GIVEN DATA:

== Segment start ==

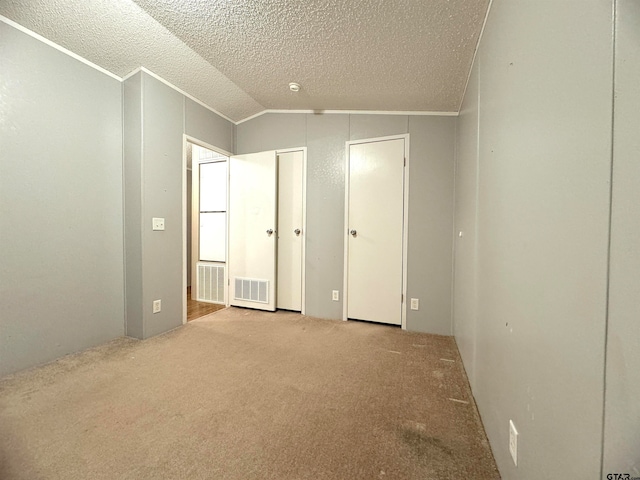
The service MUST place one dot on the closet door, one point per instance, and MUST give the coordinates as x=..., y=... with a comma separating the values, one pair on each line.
x=374, y=211
x=252, y=230
x=290, y=231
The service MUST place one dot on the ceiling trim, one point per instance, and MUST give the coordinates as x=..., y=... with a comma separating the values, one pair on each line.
x=355, y=112
x=75, y=56
x=179, y=90
x=475, y=54
x=46, y=41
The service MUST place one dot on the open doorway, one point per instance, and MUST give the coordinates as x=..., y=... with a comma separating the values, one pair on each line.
x=206, y=186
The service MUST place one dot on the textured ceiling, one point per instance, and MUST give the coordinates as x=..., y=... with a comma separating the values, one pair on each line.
x=238, y=56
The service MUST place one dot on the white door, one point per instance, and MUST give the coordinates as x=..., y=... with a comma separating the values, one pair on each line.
x=252, y=230
x=290, y=232
x=375, y=219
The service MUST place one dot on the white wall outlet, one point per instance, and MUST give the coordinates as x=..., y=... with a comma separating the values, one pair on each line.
x=158, y=223
x=513, y=442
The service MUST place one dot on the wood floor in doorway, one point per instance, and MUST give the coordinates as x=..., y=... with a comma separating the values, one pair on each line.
x=199, y=309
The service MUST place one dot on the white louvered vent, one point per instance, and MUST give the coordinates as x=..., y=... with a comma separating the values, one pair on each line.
x=252, y=290
x=210, y=282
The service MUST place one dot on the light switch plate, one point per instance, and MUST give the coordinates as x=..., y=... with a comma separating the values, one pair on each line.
x=158, y=223
x=513, y=442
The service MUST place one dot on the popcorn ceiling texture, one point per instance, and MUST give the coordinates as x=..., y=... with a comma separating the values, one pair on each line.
x=238, y=56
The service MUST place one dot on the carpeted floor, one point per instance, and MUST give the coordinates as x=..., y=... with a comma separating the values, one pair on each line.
x=248, y=395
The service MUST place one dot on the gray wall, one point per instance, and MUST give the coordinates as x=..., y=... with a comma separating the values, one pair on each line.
x=535, y=242
x=432, y=141
x=61, y=260
x=156, y=117
x=622, y=414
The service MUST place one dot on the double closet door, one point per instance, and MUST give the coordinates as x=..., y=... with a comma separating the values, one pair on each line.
x=266, y=230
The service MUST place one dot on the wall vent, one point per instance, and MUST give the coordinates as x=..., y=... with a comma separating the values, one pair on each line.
x=252, y=290
x=210, y=283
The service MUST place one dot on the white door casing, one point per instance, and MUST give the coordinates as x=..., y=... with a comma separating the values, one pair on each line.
x=290, y=229
x=252, y=230
x=375, y=218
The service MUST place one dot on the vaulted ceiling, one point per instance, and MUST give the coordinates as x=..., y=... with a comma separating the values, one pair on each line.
x=238, y=56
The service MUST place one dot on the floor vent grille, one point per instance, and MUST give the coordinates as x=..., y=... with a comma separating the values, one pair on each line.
x=210, y=282
x=252, y=290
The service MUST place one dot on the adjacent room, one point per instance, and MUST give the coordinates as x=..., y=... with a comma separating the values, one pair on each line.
x=320, y=239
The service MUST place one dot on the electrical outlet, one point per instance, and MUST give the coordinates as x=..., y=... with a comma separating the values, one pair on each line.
x=513, y=442
x=158, y=223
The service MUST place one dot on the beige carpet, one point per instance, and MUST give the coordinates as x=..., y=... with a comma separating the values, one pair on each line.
x=248, y=395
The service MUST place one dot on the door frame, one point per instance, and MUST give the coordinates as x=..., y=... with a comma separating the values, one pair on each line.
x=405, y=223
x=189, y=139
x=304, y=220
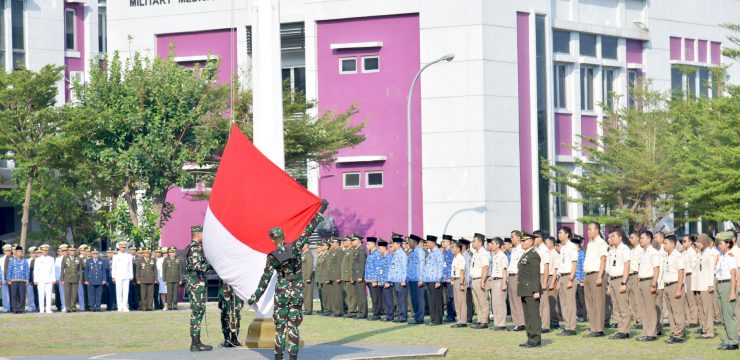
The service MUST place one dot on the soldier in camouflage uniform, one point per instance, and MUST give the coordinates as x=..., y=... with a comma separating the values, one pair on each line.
x=286, y=261
x=196, y=266
x=231, y=316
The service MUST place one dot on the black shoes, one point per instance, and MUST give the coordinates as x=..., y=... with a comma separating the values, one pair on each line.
x=647, y=338
x=530, y=344
x=595, y=334
x=196, y=345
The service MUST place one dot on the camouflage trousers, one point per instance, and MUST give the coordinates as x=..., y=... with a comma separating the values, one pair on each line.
x=196, y=288
x=287, y=315
x=231, y=306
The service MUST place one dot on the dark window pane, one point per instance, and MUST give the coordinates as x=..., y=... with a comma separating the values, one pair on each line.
x=676, y=81
x=588, y=45
x=375, y=179
x=608, y=47
x=371, y=63
x=352, y=180
x=561, y=41
x=299, y=79
x=349, y=65
x=17, y=23
x=704, y=82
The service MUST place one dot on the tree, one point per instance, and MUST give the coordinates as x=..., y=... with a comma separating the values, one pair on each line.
x=308, y=139
x=29, y=123
x=630, y=170
x=146, y=119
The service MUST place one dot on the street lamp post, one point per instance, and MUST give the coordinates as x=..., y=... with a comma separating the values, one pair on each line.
x=448, y=58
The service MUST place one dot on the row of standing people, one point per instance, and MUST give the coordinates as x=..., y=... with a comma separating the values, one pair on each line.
x=609, y=279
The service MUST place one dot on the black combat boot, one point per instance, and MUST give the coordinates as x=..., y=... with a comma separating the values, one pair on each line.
x=235, y=340
x=196, y=345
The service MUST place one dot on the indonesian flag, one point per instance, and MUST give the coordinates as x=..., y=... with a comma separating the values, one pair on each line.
x=250, y=196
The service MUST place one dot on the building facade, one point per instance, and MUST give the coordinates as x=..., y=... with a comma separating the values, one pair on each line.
x=528, y=79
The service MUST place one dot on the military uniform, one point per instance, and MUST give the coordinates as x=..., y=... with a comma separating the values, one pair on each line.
x=231, y=306
x=172, y=269
x=321, y=279
x=334, y=285
x=371, y=279
x=358, y=276
x=95, y=278
x=348, y=284
x=146, y=276
x=528, y=284
x=72, y=269
x=307, y=270
x=286, y=261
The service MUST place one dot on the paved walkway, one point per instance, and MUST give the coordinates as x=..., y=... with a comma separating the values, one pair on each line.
x=311, y=352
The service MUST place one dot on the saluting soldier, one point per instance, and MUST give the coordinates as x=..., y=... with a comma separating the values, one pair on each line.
x=334, y=284
x=529, y=290
x=95, y=279
x=172, y=268
x=372, y=265
x=307, y=270
x=348, y=284
x=358, y=276
x=414, y=273
x=196, y=266
x=146, y=277
x=71, y=276
x=321, y=276
x=432, y=277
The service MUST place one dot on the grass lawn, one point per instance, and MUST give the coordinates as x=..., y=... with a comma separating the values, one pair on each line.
x=105, y=333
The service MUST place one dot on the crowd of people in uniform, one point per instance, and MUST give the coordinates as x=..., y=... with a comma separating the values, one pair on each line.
x=637, y=281
x=78, y=279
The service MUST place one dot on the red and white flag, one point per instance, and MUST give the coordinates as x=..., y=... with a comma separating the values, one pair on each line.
x=250, y=196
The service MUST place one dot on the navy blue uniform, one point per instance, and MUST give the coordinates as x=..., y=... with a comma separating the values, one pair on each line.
x=96, y=273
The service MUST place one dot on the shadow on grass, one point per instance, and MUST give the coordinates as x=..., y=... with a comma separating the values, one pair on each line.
x=358, y=336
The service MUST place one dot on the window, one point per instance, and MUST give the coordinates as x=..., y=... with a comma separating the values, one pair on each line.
x=561, y=205
x=352, y=180
x=295, y=79
x=561, y=41
x=607, y=77
x=102, y=30
x=588, y=44
x=69, y=30
x=587, y=88
x=348, y=65
x=2, y=36
x=374, y=179
x=18, y=37
x=609, y=47
x=370, y=64
x=631, y=86
x=560, y=89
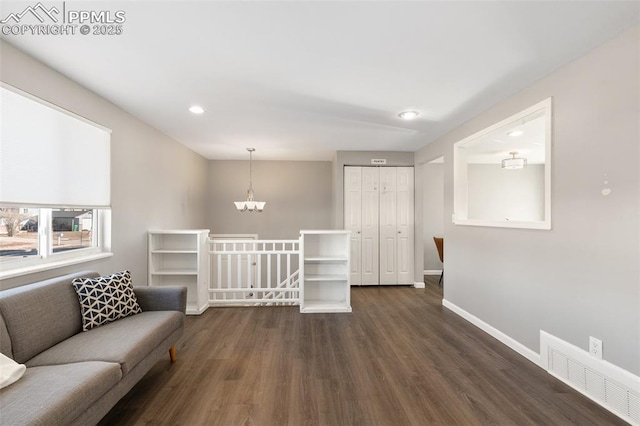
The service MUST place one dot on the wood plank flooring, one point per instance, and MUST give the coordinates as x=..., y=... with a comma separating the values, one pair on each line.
x=399, y=359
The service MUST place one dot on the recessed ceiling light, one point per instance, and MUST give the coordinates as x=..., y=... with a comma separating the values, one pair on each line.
x=408, y=115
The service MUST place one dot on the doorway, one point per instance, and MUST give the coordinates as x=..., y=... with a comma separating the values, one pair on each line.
x=433, y=219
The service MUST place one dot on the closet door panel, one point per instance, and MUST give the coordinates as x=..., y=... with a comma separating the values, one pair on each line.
x=370, y=224
x=388, y=225
x=353, y=219
x=405, y=225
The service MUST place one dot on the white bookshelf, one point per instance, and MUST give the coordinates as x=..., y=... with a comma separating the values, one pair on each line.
x=180, y=257
x=324, y=282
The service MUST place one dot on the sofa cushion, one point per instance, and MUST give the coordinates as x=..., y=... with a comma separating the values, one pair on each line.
x=39, y=315
x=126, y=341
x=105, y=299
x=5, y=339
x=57, y=394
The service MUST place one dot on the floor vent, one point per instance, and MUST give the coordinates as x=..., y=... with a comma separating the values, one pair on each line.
x=610, y=386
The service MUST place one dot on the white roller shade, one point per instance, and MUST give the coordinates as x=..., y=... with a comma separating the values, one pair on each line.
x=49, y=156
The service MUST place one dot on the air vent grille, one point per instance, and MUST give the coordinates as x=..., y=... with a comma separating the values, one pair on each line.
x=565, y=365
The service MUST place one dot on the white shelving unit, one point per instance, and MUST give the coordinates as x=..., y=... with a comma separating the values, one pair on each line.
x=324, y=281
x=180, y=257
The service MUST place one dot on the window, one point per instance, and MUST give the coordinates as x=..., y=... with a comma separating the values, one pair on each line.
x=32, y=239
x=55, y=198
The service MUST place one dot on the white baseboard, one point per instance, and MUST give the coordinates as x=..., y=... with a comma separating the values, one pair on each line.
x=494, y=332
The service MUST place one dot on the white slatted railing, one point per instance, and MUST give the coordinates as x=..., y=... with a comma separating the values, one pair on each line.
x=254, y=272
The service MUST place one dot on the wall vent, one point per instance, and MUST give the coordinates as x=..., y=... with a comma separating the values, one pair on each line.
x=610, y=386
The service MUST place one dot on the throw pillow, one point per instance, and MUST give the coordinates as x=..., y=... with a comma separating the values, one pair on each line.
x=106, y=299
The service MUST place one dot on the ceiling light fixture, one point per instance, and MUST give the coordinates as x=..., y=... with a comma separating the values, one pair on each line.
x=250, y=204
x=408, y=115
x=514, y=162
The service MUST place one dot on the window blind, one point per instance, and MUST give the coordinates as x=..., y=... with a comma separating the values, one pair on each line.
x=50, y=156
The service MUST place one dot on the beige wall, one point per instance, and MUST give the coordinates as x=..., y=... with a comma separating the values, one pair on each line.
x=155, y=181
x=432, y=220
x=297, y=193
x=581, y=278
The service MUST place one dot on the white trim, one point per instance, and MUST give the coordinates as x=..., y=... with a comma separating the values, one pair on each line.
x=494, y=332
x=460, y=183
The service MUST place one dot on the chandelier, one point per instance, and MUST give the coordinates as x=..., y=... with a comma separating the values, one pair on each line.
x=250, y=204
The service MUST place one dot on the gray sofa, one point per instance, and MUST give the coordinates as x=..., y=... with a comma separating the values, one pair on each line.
x=75, y=377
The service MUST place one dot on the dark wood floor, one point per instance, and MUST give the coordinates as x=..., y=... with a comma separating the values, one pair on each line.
x=399, y=359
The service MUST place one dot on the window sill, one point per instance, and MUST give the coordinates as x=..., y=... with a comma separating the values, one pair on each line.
x=47, y=265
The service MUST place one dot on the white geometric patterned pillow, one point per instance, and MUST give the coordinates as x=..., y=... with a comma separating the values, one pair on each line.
x=106, y=299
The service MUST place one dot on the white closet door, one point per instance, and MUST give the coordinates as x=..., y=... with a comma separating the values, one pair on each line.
x=370, y=221
x=388, y=225
x=405, y=225
x=353, y=219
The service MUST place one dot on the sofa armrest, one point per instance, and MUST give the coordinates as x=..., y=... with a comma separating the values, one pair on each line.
x=169, y=298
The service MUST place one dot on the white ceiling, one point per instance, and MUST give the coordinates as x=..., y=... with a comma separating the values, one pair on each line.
x=300, y=80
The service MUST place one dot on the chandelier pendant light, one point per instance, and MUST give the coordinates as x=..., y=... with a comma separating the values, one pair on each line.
x=514, y=162
x=250, y=204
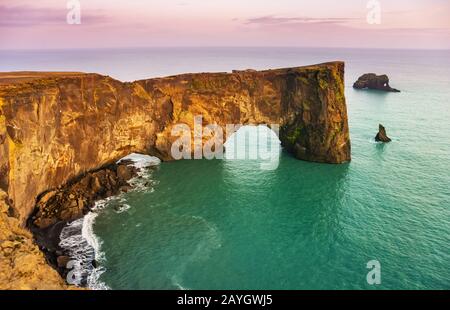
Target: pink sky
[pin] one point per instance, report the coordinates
(31, 24)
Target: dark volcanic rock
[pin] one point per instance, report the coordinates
(373, 81)
(58, 126)
(75, 199)
(381, 135)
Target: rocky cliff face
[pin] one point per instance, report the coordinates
(22, 264)
(54, 127)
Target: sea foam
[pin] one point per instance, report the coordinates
(78, 239)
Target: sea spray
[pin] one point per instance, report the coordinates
(78, 239)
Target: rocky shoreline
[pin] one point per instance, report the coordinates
(61, 127)
(56, 208)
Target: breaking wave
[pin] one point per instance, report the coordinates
(78, 240)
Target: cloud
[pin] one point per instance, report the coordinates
(26, 16)
(274, 20)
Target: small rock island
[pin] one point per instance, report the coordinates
(373, 81)
(381, 135)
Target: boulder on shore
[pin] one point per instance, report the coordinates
(373, 81)
(381, 135)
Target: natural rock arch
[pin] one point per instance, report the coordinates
(57, 126)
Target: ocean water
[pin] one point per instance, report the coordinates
(227, 224)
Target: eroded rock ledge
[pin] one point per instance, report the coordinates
(56, 127)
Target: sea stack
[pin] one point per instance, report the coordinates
(381, 135)
(373, 81)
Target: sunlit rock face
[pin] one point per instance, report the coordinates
(57, 126)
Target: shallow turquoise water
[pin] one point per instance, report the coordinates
(230, 225)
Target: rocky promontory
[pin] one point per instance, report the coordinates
(61, 128)
(373, 81)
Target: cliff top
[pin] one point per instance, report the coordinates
(18, 77)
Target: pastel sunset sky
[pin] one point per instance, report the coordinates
(31, 24)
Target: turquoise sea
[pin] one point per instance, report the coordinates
(226, 224)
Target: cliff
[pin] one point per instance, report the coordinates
(57, 126)
(22, 264)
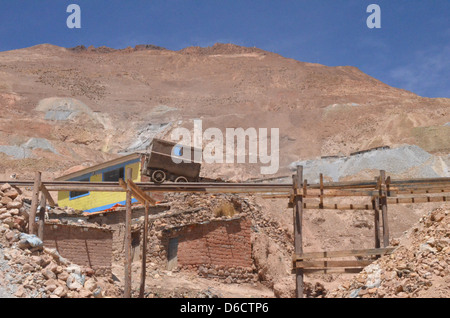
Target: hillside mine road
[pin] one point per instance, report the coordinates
(382, 191)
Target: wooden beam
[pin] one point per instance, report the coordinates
(376, 210)
(417, 199)
(144, 253)
(144, 196)
(308, 206)
(298, 220)
(333, 264)
(128, 216)
(49, 198)
(321, 191)
(383, 203)
(353, 270)
(41, 224)
(34, 203)
(347, 253)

== Segment end ==

EXERCISE DESCRIPTION: Omit the pictures and retype exactly the lines from the one containing "Target: breaking wave" through the end of the entries above.

ANSWER FOR THE TASK:
Target: breaking wave
[pin] one point per instance, report the coordinates
(78, 240)
Target: cloud
[pin] one point per instance, report the coordinates
(26, 16)
(274, 20)
Target: small rock island
[pin] one point per instance, report the coordinates
(373, 81)
(381, 135)
Target: boulder on shore
[pin] one point per instance, report the coordinates
(373, 81)
(381, 135)
Target: natural rock arch
[pin] one point per instance, report the coordinates
(57, 126)
Target: ocean water
[pin] one point per instance, report the coordinates
(227, 224)
Target: eroded rock ledge
[pin] one point per instance, report the coordinates
(56, 127)
Target: sea stack
[pin] one point per instance, report the coordinates
(381, 135)
(373, 81)
Target: sunlit rock face
[pin] one point per instance, report the coordinates
(57, 126)
Target: shallow turquoise water
[pin] one point per instance, report the coordinates
(230, 225)
Target: rocky promontory
[pin] one point per instance, report the coordinates
(61, 128)
(373, 81)
Target: cliff top
[pin] one point per instance, report the coordinates
(18, 77)
Target: pastel sunset sky
[pin] one point per instance, report the coordinates
(31, 24)
Target: turquoise sea
[pin] one point per instance, report the coordinates
(226, 224)
Target: cliff
[pin] one point per instance, report the coordinates
(57, 126)
(22, 264)
Target: hillside mine road
[pin] one point per instance, report the coordinates
(382, 191)
Target: wooden beam
[pin] one point per instance, report the coordinates
(376, 210)
(417, 199)
(144, 253)
(144, 196)
(308, 206)
(298, 220)
(333, 264)
(128, 216)
(49, 198)
(321, 191)
(383, 203)
(353, 270)
(41, 224)
(34, 203)
(347, 253)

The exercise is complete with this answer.